◆ THE EXERCISE: Print the listing from its first line through the line that contains "x=216, y=68", copying each line without any change.

◆ INFORMATION GIVEN:
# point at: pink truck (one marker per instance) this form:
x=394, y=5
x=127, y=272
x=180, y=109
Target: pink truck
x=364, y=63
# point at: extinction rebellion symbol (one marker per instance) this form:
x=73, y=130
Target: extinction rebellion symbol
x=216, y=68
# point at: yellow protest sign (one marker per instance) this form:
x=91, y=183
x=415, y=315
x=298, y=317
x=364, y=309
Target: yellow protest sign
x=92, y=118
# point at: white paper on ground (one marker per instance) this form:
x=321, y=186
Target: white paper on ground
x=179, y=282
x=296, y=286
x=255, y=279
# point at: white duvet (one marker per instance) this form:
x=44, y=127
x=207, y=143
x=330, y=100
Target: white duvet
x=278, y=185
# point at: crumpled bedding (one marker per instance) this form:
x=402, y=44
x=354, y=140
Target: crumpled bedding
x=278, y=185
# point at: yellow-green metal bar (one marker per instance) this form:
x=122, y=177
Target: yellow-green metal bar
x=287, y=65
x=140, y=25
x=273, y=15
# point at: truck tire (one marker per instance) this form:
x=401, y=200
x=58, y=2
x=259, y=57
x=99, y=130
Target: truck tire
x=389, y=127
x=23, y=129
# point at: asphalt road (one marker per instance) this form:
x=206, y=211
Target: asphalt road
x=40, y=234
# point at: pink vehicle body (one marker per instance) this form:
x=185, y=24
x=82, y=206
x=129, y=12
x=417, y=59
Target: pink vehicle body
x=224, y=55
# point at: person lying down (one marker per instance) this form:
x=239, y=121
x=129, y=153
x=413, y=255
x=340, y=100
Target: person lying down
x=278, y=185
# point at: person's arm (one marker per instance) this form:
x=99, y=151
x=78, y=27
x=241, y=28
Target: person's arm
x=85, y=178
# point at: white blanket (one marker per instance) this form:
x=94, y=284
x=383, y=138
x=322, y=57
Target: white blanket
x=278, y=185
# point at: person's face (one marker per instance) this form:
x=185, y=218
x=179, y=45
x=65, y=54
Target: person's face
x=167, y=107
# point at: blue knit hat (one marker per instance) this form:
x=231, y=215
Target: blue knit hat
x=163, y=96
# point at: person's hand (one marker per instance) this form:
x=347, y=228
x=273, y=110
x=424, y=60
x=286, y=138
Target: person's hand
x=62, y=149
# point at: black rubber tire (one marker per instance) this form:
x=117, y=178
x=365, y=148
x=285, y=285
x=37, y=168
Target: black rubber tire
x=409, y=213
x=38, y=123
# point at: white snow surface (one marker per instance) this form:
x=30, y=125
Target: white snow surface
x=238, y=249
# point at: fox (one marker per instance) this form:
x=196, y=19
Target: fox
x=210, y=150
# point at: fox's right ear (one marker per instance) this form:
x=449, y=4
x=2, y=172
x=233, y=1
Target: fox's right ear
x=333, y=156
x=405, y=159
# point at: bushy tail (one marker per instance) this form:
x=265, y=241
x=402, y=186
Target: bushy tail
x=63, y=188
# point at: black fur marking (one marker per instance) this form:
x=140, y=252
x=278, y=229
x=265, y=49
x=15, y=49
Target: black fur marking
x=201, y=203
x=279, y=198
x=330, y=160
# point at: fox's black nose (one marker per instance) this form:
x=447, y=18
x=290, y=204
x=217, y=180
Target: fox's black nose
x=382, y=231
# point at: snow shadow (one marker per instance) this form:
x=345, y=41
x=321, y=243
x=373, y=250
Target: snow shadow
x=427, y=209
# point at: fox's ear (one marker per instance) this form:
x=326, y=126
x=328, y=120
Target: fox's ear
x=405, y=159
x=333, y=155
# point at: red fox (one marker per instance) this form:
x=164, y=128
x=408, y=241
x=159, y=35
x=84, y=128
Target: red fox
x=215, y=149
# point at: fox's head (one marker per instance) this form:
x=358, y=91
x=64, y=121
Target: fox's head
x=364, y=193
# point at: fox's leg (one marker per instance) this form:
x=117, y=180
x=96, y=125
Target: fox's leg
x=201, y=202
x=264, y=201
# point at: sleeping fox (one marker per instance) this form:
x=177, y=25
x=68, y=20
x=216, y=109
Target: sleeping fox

◆ FULL RESPONSE:
# point at: pink truck (one marker per instance) this form:
x=394, y=5
x=127, y=272
x=180, y=109
Target: pink truck
x=364, y=63
# point at: extinction rebellion symbol (one marker per instance) this form:
x=73, y=130
Target: extinction rebellion symbol
x=216, y=68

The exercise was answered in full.